* start Input rows *

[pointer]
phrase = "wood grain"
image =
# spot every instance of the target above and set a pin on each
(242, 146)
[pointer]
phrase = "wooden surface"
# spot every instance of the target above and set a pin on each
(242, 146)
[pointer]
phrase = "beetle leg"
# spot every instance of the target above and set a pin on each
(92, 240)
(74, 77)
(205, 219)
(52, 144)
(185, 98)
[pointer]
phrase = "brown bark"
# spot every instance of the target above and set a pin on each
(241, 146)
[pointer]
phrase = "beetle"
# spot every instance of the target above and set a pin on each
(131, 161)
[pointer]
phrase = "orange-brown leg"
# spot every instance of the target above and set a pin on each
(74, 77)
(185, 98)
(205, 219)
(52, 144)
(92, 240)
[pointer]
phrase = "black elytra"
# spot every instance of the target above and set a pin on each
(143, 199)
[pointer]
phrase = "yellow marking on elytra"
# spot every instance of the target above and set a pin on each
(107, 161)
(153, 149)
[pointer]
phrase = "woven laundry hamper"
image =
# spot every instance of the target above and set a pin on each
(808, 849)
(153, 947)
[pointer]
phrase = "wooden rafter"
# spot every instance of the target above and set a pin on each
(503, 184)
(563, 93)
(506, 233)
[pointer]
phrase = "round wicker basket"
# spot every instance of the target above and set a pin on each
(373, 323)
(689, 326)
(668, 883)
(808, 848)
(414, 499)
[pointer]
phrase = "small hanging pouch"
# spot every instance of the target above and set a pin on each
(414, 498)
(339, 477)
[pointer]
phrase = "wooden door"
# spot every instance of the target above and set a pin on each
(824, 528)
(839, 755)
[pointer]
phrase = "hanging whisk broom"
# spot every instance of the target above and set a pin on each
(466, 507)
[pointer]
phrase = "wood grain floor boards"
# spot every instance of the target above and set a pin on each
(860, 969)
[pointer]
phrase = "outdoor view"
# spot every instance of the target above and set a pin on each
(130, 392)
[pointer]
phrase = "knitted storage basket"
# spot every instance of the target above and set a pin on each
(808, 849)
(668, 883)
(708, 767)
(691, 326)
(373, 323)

* end Input rows *

Challenge: Every record above needs to be repeated word for word.

Correct response:
[pointer]
phrase = "wood grain"
image =
# spot every instance of the target above and set a pin on each
(242, 146)
[pointer]
phrase = "wooden surface"
# spot every instance of the target above and set a pin on each
(242, 146)
[pointer]
phrase = "beetle leg"
# spot every instance of the target above and set a pin on each
(92, 240)
(74, 77)
(205, 219)
(52, 144)
(185, 98)
[pointer]
phrase = "brown bark"
# spot every instance of the target above and set a pin on each
(241, 146)
[pointer]
phrase = "beetle"
# spot every instance of the target above and set a pin on each
(131, 161)
[pointer]
phrase = "orange-brown leg"
# spot every instance of the target above and set a pin on each
(74, 77)
(185, 98)
(205, 219)
(52, 144)
(92, 240)
[pointer]
phrase = "black elytra"
# spot every instance of the target above and set a pin on each
(143, 199)
[pointer]
phrase = "yellow marking on elytra"
# spot every instance of the target above and set a pin on each
(107, 161)
(153, 149)
[pointer]
phrase = "woven laundry hamper"
image =
# spot every instance of the target above and set a pin on each
(808, 849)
(153, 947)
[pointer]
phrase = "wooden rafter"
# spot every instance of the target above and set a pin on each
(503, 184)
(563, 93)
(506, 233)
[pointer]
phrase = "round wicker basket"
# spot every instance of the target above and set a pin on each
(373, 323)
(689, 326)
(668, 883)
(808, 848)
(414, 499)
[pointer]
phrase = "small hanging pouch"
# spot every instance of the target above and set a pin on each
(414, 498)
(339, 477)
[pointer]
phrase = "wooden door"
# spot every instance of the target above and set a pin on each
(824, 528)
(839, 755)
[pointer]
phrase = "hanging whisk broom"
# spot every instance of the target above and set a pin on each
(466, 507)
[pointer]
phrase = "wood grain floor boards"
# spot every instance of the target above and set a pin on each
(860, 969)
[pointer]
phrase = "outdoor view"
# spot every instance of the target above and set a pin on each
(130, 392)
[pointer]
phrase = "knitted storage basket"
# spot every instance of the target above and set a pin on each
(808, 849)
(668, 883)
(708, 767)
(691, 326)
(373, 323)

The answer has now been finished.